# JOB
Extract exactly the range of lines bounded by the line containing "spot the closed eye in the photo above" and the final line of the listing, both ends included, and no other lines.

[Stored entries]
.....

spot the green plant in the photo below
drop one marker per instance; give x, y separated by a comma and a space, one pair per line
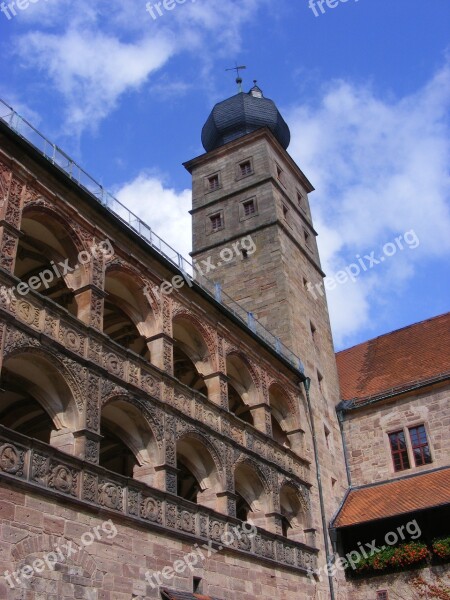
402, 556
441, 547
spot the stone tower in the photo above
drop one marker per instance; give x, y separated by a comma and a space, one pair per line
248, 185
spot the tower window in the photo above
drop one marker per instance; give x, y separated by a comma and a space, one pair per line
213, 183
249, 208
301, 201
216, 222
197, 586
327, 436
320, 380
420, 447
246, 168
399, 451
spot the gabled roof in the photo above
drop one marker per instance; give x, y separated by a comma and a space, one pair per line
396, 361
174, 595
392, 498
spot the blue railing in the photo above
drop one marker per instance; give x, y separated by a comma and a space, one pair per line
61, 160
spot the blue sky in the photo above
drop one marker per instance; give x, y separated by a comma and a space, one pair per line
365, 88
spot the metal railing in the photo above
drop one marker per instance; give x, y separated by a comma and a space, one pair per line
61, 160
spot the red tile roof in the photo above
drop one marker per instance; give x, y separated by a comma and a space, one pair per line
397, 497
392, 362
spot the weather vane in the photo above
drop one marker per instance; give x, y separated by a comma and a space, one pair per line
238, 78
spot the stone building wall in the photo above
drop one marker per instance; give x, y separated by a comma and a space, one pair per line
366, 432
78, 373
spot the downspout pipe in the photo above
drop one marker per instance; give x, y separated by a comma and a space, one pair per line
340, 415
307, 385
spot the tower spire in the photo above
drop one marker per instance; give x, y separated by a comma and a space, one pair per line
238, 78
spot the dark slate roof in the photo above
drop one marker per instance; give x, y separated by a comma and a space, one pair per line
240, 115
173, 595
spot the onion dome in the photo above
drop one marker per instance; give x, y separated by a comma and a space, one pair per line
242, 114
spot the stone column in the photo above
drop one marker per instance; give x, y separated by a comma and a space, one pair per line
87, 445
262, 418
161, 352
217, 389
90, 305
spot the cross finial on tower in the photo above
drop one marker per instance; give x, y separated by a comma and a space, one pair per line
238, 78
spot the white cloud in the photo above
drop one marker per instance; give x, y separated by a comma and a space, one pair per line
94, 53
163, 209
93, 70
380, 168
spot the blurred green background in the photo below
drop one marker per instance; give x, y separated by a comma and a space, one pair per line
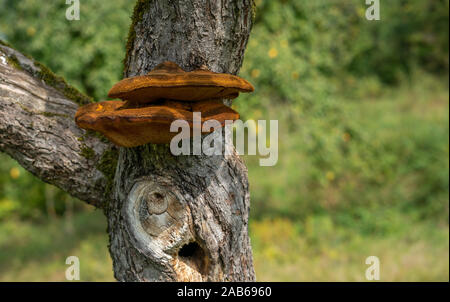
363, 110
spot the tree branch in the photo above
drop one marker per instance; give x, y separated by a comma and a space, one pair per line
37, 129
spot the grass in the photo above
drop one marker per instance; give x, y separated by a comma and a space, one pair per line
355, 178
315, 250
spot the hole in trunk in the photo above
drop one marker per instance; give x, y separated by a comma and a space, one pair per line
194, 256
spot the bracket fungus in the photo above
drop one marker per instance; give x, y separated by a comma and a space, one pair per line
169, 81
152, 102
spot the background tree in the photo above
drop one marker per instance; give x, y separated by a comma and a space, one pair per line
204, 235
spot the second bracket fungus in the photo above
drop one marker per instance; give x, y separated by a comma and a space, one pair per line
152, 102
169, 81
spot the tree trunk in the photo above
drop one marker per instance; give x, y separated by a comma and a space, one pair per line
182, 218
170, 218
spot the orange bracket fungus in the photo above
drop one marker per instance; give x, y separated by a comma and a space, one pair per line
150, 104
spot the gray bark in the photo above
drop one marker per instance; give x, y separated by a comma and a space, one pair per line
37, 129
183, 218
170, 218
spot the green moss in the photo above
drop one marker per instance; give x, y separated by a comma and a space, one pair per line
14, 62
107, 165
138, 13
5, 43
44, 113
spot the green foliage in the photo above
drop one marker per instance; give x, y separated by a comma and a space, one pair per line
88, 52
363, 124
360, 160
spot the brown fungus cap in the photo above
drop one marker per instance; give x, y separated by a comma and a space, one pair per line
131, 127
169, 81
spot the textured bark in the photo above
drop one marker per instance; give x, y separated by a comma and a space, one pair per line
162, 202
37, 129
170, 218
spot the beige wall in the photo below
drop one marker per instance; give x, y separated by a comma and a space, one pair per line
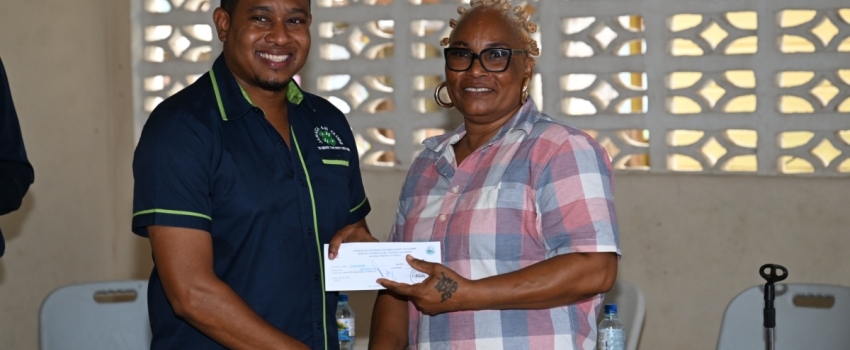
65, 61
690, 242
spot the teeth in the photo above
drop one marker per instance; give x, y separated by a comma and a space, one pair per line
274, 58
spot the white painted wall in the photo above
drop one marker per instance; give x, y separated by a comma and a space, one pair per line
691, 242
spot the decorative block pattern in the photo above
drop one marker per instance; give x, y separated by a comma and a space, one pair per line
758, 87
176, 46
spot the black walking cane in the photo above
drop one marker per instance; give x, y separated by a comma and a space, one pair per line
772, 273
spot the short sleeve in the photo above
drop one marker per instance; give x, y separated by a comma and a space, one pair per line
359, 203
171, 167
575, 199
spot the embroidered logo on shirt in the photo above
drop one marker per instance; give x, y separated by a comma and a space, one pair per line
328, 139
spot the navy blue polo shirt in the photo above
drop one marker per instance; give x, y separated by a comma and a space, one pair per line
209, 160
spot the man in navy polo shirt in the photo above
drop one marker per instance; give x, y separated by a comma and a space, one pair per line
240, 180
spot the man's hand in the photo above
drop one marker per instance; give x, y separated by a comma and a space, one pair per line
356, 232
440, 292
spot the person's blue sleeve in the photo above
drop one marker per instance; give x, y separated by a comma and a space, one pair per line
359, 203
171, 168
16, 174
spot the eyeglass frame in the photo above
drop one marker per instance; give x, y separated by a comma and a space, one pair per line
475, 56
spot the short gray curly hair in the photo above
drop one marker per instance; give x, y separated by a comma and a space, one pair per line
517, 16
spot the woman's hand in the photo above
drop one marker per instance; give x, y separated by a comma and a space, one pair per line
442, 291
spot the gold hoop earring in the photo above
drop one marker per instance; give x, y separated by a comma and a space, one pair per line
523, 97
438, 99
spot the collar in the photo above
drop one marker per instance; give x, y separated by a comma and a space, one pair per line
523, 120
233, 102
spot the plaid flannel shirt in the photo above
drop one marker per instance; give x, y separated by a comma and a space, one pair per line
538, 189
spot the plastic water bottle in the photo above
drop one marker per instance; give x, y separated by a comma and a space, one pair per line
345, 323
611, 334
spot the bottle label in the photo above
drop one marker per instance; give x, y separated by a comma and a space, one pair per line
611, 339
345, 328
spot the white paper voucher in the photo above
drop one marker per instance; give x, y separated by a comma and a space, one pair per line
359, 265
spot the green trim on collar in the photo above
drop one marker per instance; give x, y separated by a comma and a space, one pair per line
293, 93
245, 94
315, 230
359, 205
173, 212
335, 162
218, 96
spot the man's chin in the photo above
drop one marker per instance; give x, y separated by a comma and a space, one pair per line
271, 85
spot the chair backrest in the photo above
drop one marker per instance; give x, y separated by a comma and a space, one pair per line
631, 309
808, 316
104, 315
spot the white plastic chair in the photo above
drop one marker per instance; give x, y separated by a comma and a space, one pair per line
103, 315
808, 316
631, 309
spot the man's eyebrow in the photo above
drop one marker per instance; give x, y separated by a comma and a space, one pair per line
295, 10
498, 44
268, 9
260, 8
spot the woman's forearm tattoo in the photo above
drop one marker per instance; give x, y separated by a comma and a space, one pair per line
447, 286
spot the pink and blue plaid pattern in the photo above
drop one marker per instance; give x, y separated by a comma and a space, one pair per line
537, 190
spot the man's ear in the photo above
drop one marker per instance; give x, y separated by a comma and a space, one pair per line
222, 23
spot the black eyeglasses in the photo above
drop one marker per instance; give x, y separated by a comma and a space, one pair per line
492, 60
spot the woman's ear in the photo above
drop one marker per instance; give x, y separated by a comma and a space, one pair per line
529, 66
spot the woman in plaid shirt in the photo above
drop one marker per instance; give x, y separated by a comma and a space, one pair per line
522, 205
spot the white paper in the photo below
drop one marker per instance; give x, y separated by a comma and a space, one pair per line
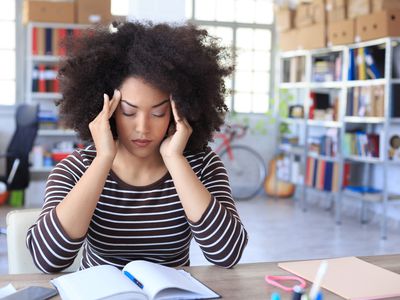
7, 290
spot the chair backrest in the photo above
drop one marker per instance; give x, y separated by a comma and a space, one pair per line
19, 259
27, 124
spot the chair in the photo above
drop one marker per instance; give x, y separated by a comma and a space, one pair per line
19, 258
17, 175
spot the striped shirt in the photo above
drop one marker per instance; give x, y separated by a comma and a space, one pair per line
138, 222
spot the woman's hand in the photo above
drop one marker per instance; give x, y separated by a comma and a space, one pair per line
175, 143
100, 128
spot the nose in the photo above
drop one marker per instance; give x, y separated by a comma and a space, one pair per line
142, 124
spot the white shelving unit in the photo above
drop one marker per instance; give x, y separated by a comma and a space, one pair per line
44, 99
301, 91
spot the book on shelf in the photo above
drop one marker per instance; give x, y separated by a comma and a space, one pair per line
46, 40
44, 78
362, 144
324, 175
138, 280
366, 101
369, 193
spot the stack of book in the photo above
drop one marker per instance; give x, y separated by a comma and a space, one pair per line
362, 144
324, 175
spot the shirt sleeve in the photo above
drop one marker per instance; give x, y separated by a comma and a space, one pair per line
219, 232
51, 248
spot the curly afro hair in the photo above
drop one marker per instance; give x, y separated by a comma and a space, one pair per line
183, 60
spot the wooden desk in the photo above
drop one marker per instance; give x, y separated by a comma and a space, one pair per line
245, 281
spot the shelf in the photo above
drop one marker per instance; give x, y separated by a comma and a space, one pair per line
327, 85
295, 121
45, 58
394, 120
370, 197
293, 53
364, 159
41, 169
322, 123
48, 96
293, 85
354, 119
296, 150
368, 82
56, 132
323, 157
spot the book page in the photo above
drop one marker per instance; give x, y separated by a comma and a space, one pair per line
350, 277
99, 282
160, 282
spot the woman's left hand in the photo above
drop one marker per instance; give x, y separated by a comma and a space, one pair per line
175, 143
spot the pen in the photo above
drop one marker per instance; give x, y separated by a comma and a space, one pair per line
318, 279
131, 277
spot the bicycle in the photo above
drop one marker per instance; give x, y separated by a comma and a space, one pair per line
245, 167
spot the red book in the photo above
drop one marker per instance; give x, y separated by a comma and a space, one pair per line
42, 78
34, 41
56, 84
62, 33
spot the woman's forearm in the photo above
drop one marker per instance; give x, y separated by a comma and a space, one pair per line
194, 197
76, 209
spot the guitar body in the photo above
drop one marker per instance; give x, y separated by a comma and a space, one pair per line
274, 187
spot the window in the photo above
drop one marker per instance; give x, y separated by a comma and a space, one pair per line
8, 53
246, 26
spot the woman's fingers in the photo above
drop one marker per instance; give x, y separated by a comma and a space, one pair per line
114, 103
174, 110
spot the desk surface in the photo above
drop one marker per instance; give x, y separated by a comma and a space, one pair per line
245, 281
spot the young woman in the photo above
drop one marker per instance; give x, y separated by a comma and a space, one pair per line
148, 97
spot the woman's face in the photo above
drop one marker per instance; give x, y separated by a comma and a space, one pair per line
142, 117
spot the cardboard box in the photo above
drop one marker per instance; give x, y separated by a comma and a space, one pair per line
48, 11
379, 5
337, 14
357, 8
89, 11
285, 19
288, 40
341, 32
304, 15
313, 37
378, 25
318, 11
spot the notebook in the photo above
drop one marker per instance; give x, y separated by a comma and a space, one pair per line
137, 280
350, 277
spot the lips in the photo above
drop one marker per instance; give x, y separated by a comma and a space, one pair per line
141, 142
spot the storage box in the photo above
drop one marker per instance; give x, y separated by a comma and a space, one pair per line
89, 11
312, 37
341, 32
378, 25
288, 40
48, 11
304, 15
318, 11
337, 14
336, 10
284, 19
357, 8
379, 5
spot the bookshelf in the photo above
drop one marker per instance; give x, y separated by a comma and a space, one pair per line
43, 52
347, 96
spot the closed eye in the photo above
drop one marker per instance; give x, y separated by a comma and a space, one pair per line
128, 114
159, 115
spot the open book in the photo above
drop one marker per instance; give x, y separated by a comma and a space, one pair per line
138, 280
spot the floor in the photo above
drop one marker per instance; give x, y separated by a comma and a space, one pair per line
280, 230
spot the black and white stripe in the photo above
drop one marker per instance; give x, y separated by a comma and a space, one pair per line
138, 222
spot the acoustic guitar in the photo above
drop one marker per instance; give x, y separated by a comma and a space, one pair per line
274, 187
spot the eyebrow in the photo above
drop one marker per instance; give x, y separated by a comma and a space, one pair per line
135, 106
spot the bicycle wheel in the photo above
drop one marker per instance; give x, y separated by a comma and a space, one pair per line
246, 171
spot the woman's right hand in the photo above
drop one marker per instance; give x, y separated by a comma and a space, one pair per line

.....

# SOLUTION FOR THIS TASK
spot the closed eye in the photo above
drop one marker per instance; give x, y separated by a comma and a space, one pair per line
128, 114
159, 115
spot the open book in the photo above
drop one marker per instance; give x, y separated by a comma and a space, one pair per line
138, 280
spot the floor in the photo above
drop one marker per instance; give x, y separated by a comma and a space, one pair per line
280, 230
spot the black and white stripe in the photo above
drop one marker per instance; give x, y separated by a comma and a space, one pair per line
138, 222
spot the acoustic guitar in the photo above
drop one marker per instance; give x, y separated by a comma and a space, one pair per line
274, 187
spot the eyebrow in the photo above
drop one marker per instance; give x, y separated by a comma and a space, one pair per line
135, 106
spot the bicycle wheel in the photo above
drop one marker per instance; give x, y separated by a comma and a space, one pair per line
246, 171
spot the woman's right hand in the photo above
drop one marker per instance; give x, y separated by a comma and a space, one pair per line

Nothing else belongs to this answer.